> **Your objective**
The entries below should appear again in your reply, word for word.
*** Begin section ***
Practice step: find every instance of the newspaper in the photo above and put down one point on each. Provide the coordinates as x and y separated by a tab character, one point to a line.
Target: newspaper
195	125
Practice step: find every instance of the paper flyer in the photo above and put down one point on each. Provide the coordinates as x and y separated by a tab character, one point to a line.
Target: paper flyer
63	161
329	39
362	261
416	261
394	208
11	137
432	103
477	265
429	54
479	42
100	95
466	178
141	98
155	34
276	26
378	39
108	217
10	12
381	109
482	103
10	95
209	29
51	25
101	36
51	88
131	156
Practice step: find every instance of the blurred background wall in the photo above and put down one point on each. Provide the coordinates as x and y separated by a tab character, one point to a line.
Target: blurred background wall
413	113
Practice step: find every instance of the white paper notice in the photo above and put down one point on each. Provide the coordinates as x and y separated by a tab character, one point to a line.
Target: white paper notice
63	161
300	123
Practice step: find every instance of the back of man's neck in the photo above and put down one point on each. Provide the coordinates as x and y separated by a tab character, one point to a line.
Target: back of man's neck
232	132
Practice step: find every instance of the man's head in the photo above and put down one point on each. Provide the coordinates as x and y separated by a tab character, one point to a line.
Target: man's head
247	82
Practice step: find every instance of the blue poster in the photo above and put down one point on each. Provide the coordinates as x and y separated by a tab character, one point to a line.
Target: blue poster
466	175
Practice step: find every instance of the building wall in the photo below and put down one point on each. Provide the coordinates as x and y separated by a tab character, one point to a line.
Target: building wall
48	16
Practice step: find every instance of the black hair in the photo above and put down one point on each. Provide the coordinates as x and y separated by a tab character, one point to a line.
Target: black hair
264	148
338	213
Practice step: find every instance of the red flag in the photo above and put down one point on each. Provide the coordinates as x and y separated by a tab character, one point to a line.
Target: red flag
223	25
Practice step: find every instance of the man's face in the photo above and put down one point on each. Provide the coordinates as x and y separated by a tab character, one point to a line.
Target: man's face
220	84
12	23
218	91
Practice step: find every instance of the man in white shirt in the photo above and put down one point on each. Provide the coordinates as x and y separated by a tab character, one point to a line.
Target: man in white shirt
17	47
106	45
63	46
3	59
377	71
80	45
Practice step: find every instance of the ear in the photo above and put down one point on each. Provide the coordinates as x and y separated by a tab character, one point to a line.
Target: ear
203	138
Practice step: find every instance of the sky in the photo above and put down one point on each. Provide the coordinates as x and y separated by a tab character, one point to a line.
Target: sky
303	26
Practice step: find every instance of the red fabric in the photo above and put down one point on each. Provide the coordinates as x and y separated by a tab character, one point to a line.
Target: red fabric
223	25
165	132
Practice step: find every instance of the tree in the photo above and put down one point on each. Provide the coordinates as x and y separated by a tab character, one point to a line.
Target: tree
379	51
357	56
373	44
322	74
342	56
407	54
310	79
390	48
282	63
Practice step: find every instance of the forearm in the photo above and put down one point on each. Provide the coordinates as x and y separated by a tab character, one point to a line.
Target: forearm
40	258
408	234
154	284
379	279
*** End section ***
> **Result of this task**
Practice step: find every instance of the newspaper in the photo above and put down one point on each. Provide the coordinates as x and y separated by a tab character, one point to a line.
Target: newspaper
195	125
Practice step: find every instance of the paper flyer in the photo above and put down one point on each. Provide the coordinates as x and y separated by a tab character, one point to a line.
Target: paper flyer
63	161
329	39
362	261
416	261
394	208
11	137
432	103
477	265
429	54
479	42
100	95
466	178
141	98
155	34
276	26
378	39
108	217
10	12
381	109
482	103
10	95
209	29
51	25
101	36
51	88
131	156
Practice step: find every instance of the blurred background wall in the photo above and put down one point on each. Provide the coordinates as x and y separated by a tab character, one point to a line.
Target: blurred background wall
413	113
Practice step: find every instance of the white paper notice in the photo above and put down one point on each. Provide the coordinates as x and y separated by a tab character, one point to a line.
Target: white paper notice
63	161
300	123
Practice step: find every instance of the back of man's neck in the photo above and put down one point on each. Provide the coordinates as x and y separated by a tab character, one point to a line.
Target: back of man's neck
232	132
Practice step: find every instance of the man's head in the photo above and put down one point on each. Provide the coordinates as x and y separated by a tab character, one point to a line.
Target: man's head
247	82
Practice step: find every instance of the blue poster in the photo above and put down one point on each. Provide the coordinates as x and y separated by a tab character, one point to a line.
Target: blue poster
466	175
Practice step: find every instance of the building wall in the photo below and put down one point on each. Provide the coordinates as x and y separated by a tab character, one point to a line.
Target: building wall
48	16
Practice step: find every instance of the black hair in the photo above and put down one point on each. Provide the coordinates as x and y separated by a tab character, one point to a line.
Target: black hair
264	148
338	213
Practice step: find every instance of the red flag in the photo above and put down one point on each. Provide the coordinates as x and y separated by a tab character, one point to a line.
Target: red flag
223	25
Practice step: find every instance of the man's face in the photo above and put down one point on each. Provide the coordinates as x and y separated by a tab character, one point to a line.
Target: man's face
220	84
12	23
218	91
Practice step: find every instance of the man in white shirt in the photo above and put down one point on each. Provide the coordinates as x and y separated by a tab character, one point to a line.
Target: man in white shirt
17	47
106	45
63	46
3	59
377	71
80	45
Practice step: find every instance of the ear in the photo above and put down one point on each. Provide the coordinates as x and y separated by a tab character, one point to a line.
Target: ear
203	138
Practice step: find every instance of the sky in the photo above and put down one point on each. Provide the coordinates as x and y separated by a tab character, one point to a line.
Target: sky
303	26
Practice step: find every instance of the red fabric in the photo above and put down one point on each. Provide the coordinates as x and y separated by a tab character, one point to a line.
Target: red fabric
223	25
165	132
Practice step: find every instance of the tree in the photo above and put down one point on each. Provide the coordinates as x and y separated by a tab character, one point to a line.
Target: tree
379	51
357	56
373	44
322	74
342	56
407	54
310	79
390	48
282	63
Practice step: find every instance of the forearm in the photo above and put down one point on each. Provide the coordinates as x and y separated by a tab character, one point to a line.
Target: forearm
40	258
408	234
154	284
379	279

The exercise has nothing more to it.